- EXCERPTED DATA

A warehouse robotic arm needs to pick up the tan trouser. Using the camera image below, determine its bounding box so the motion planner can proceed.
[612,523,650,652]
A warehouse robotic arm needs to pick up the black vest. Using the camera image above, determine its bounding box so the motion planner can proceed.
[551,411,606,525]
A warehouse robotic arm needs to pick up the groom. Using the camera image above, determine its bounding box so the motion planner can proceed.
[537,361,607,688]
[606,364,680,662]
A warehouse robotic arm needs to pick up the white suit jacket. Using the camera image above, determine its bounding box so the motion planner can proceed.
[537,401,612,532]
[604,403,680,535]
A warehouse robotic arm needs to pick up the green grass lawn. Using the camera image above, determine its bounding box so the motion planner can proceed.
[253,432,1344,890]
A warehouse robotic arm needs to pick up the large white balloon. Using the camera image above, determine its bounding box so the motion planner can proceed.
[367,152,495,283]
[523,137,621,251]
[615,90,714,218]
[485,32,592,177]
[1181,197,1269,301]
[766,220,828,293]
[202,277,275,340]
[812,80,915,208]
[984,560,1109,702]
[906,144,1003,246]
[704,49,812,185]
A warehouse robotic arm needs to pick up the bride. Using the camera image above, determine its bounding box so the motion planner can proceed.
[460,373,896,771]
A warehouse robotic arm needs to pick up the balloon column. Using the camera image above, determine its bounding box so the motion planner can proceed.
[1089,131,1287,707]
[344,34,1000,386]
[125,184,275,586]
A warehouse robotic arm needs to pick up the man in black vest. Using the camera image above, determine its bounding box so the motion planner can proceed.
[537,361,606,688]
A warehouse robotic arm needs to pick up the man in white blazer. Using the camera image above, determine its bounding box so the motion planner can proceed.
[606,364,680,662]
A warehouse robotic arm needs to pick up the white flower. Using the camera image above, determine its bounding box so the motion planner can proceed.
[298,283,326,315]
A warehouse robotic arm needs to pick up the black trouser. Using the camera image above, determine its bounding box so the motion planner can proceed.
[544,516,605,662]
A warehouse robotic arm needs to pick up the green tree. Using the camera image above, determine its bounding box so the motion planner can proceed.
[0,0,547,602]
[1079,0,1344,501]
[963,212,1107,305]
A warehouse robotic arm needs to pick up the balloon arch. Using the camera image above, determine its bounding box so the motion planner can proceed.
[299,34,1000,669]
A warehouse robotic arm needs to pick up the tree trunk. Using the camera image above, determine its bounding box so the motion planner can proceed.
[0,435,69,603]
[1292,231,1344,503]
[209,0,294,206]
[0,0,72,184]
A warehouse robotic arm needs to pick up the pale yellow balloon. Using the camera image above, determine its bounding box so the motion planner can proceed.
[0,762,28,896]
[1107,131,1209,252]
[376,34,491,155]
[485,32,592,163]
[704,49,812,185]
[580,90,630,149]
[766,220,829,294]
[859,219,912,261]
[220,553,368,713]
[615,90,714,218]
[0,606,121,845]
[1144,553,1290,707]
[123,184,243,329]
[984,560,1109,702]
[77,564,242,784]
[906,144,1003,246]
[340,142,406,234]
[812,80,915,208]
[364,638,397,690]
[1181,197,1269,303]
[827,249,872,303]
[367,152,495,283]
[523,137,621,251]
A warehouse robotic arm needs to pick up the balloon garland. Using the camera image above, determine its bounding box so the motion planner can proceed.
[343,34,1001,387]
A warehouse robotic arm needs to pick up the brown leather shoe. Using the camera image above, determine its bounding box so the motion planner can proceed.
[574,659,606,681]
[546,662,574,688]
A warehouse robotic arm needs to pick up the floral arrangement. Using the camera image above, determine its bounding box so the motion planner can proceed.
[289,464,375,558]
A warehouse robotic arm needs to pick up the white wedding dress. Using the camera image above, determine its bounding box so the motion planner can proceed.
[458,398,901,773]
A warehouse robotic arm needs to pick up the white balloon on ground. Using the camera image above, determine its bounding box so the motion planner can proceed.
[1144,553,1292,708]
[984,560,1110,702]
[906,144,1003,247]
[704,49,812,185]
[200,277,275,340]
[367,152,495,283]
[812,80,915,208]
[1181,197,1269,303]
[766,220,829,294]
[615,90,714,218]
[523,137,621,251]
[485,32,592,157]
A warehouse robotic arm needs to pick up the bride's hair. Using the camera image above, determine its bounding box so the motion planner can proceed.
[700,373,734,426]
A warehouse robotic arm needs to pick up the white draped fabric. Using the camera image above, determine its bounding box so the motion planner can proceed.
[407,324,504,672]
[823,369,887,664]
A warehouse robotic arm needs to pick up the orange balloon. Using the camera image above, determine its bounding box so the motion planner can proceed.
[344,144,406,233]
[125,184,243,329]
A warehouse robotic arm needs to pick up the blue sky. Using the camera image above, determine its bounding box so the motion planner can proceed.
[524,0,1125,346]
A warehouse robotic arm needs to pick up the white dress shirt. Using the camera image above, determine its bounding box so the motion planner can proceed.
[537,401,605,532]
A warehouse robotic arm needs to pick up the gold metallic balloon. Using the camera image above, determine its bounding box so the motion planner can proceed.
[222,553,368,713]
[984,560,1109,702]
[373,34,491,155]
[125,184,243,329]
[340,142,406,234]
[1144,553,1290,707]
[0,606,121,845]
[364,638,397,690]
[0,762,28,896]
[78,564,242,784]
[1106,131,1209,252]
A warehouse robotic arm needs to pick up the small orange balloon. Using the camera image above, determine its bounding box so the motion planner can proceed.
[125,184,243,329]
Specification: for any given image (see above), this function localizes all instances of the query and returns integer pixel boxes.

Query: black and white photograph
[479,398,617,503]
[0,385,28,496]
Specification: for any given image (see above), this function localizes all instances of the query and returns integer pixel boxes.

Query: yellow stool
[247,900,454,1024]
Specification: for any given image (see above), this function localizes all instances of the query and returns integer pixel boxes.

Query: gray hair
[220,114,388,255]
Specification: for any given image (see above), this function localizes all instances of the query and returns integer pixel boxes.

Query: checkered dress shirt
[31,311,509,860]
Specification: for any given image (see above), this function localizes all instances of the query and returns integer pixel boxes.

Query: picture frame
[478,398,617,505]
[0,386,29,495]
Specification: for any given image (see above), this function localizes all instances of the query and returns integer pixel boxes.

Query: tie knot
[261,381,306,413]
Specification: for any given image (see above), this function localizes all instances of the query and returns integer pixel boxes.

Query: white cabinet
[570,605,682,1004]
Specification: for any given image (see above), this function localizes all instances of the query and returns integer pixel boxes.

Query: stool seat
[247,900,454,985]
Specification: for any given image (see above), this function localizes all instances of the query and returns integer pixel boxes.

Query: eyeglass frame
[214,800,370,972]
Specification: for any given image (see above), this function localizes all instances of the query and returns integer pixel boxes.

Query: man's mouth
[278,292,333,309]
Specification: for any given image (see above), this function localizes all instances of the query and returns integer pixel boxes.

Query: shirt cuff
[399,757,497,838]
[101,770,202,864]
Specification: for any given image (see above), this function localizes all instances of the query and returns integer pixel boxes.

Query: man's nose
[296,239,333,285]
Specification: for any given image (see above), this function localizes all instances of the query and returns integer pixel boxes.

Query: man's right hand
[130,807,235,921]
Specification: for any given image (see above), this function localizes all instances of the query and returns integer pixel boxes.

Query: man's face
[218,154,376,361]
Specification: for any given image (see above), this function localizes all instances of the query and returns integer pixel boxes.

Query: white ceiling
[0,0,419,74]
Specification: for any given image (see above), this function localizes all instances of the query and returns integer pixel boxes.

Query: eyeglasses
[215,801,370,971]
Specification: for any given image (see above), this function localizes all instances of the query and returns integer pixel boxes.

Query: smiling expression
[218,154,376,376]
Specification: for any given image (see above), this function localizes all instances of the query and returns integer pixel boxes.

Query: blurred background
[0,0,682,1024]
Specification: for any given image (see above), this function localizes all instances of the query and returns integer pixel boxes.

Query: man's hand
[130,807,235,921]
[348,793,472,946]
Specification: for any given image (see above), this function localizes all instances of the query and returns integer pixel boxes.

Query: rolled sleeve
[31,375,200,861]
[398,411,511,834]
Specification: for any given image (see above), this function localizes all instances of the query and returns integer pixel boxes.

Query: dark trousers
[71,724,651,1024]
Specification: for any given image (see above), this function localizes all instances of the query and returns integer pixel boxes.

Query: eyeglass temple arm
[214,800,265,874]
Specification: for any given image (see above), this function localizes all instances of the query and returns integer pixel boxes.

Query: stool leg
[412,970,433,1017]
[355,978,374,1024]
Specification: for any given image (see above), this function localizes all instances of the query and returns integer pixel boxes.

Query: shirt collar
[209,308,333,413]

- EXERCISE GOAL
Copy the items above word for word, beginning with their first line and stopping after the line that contains "[604,403,680,535]", both included.

- EXERCISE RESULT
A warehouse robotic arm needs to pick up the tan trouser. Using the camera image below, determine its bounding box so the motion planner can proceed.
[612,523,650,652]
A warehouse robotic arm needs to pick up the black vest. Using the camera image above, determine its bounding box so the motion planner can proceed.
[551,411,606,525]
A warehouse robotic arm needs to pick up the groom. Using the camera image above, determine its bounding box so the motion planner can proceed.
[537,361,607,688]
[606,364,680,662]
A warehouse robotic arm needs to pick up the white suit jacket. Using the camera image above, determine its bounding box so the motion planner can proceed.
[537,401,612,532]
[604,403,680,535]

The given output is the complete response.